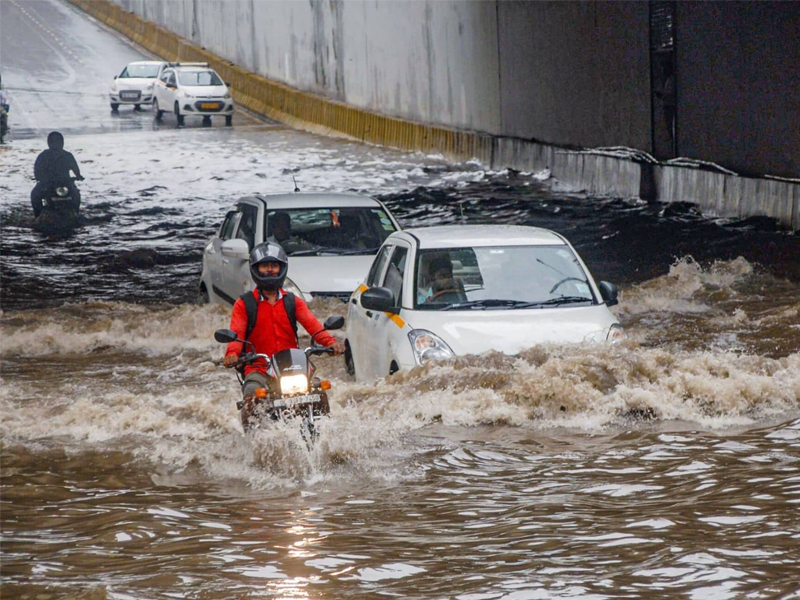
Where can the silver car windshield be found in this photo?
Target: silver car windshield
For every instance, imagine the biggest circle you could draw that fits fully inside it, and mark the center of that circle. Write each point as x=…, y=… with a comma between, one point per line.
x=329, y=231
x=500, y=278
x=198, y=78
x=140, y=71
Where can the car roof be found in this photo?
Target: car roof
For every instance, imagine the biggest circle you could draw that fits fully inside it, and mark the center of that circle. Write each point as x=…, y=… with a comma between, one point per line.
x=455, y=236
x=316, y=200
x=193, y=69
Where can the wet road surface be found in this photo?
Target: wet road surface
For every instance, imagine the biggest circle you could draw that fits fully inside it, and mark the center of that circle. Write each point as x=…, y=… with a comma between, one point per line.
x=667, y=466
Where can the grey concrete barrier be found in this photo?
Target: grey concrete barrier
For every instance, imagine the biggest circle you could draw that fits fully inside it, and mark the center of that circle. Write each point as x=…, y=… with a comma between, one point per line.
x=715, y=193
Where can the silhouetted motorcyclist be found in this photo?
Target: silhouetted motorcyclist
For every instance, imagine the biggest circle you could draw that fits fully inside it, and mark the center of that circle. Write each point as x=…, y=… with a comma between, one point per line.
x=52, y=169
x=4, y=108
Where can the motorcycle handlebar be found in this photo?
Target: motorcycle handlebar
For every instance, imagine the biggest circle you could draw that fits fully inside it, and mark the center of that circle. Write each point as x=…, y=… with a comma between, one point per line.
x=248, y=358
x=318, y=350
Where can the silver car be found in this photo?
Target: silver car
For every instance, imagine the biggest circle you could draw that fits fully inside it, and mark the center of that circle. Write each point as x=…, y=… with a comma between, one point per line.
x=331, y=240
x=134, y=84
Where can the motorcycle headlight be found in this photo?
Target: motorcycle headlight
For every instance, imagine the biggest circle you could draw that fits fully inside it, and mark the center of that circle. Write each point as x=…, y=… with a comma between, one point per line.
x=428, y=346
x=616, y=334
x=294, y=384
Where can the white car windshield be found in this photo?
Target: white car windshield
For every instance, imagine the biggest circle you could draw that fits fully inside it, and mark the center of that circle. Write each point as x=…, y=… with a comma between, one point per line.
x=329, y=231
x=500, y=278
x=197, y=78
x=140, y=71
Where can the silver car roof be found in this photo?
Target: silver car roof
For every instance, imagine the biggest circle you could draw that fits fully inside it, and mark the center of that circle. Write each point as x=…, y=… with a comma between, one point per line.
x=457, y=236
x=317, y=200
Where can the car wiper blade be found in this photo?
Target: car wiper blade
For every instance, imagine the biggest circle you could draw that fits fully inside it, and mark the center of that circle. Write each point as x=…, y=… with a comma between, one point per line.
x=360, y=251
x=554, y=302
x=483, y=304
○ ○ ○ ○ ○ ○ ○
▶ [Stated problem]: Take the records above and transcribe them exactly, dropping every picture.

▶ [Written answer]:
Where can the silver car windshield be found in this photo?
Target: silver car windshield
For every instance, imagine the biggest circle you could draw that fits fully inside it, and mark the center of that circle. Write each point as x=…, y=… with a comma between, one point per line.
x=329, y=231
x=500, y=278
x=198, y=78
x=140, y=71
Where can the car roof be found in this photo?
Target: car roof
For every instance, imagine the biggest circle you could draw that fits fully inside it, and mark the center of that circle. Write each point as x=…, y=… with a comma between, one point per line.
x=455, y=236
x=316, y=200
x=193, y=69
Where can the wet road surface be found in this photo?
Target: wet road surface
For every instance, imagine the biggest circle you could draw that fits fully inside it, and mark the center of that circle. Write each point as x=…, y=… with a comma between, one point per line.
x=667, y=466
Where can the grey concrete barrier be found in this photo?
Target: grey concrete barrier
For every instance, imagine the biggest circle you could draw that fits fully inside it, and mark the center of that circle. Write each point as x=…, y=… with a comma between, one point per line.
x=715, y=193
Where can the silhouetted motorcyclist be found in this photo?
Target: silhouetted motorcyclist
For every instance, imagine the biggest circle you could draw that fits fully inside it, and mark the center of that circle. Write each point as x=…, y=… with a comma between, one point per line.
x=52, y=169
x=4, y=108
Where can the motorcycle handlebar be found in this photo?
Target: motorcycle handlebar
For every instance, imagine the biggest circle you could draw that fits fully inside it, and mark the center of that circle. Write each point as x=…, y=… with a comma between, one point per line.
x=248, y=358
x=318, y=350
Where can the silver car be found in this photo?
Target: silver car
For every instance, imagine the biggest circle you could draw that fits fully inside it, and mark the center of that circle. Write each point as x=…, y=… with a comma between, one point per line.
x=331, y=240
x=134, y=84
Where can the motorcycle headlight be found in this photo?
Target: motorcycle headlight
For every instance, imagine the biggest circle you could draw that fits fully inside it, and mark the center of that circle. Write each point as x=…, y=… with a comma between, one point per line.
x=428, y=346
x=616, y=334
x=294, y=384
Where can the white car windshield be found in this photo?
Target: white car windshield
For every instance, imagine the biggest circle you could draw that fits fully inside it, and mark the center of that circle. Write each point as x=…, y=… with a comma between, one point per line.
x=329, y=231
x=500, y=278
x=197, y=78
x=140, y=71
Where can the silver car roof be found in this photo?
Target: silver car roof
For every instance, imagine the biggest circle you could draw that fits fully inside it, and mark the center of that circle. Write each point as x=…, y=… with a comma between, one point per line.
x=457, y=236
x=317, y=200
Where can the car wiper blade be found in this photo?
Target: car wiper blade
For every instance, imagine the biggest circle you could draw that fits fully inside it, and mark the center of that circle. Write each point as x=…, y=… with a comma between, one point per line.
x=360, y=251
x=554, y=302
x=483, y=304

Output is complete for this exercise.